*What this task involves*
Scan the material for the word "every", and copy each line where it shows up.

*Supplied material*
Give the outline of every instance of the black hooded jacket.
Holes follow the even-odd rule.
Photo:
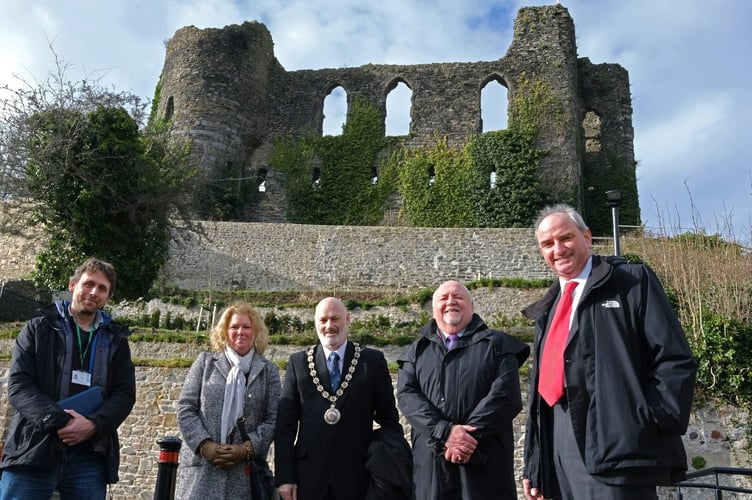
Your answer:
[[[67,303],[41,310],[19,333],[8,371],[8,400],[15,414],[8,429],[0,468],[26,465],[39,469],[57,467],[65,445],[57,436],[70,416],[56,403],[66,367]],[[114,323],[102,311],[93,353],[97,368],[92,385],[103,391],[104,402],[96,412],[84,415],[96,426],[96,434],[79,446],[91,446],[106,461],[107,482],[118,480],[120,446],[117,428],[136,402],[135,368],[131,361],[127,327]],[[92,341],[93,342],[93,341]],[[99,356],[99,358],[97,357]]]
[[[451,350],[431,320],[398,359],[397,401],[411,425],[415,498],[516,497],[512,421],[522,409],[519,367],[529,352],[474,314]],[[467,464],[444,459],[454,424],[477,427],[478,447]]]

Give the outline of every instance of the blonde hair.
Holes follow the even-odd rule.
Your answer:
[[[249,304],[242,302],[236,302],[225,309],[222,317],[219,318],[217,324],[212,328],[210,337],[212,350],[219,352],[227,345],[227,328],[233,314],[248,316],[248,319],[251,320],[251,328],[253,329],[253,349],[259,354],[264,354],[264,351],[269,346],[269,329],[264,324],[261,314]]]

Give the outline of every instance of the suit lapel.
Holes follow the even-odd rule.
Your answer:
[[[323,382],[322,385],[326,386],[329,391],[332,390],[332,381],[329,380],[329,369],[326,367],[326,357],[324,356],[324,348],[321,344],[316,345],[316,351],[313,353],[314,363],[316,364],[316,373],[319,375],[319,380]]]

---

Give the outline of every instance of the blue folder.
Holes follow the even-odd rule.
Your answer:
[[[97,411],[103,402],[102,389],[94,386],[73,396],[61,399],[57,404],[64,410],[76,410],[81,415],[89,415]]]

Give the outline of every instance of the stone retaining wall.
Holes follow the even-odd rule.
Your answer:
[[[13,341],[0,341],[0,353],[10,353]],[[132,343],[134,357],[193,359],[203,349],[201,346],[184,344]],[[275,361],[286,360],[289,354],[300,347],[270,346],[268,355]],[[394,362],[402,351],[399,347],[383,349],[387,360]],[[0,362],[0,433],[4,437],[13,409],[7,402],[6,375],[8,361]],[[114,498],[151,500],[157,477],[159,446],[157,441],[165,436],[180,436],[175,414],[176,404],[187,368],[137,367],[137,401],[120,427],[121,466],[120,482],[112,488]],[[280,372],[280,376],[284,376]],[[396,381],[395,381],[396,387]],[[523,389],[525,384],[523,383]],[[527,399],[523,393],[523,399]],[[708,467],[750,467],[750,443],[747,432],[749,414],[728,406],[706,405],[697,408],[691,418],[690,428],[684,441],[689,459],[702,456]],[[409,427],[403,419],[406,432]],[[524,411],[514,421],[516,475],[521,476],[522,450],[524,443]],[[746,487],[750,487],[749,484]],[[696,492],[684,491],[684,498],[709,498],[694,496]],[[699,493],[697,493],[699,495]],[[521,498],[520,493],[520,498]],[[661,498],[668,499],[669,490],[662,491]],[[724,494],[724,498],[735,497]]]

*Solution*
Give the outline of every instance of the black hooded jacket.
Give the outline of every instance of the blonde hair.
Give the outline of every instance of the suit lapel.
Give the outline of every instance of the blue folder.
Give the outline of every instance of the stone retaining wall.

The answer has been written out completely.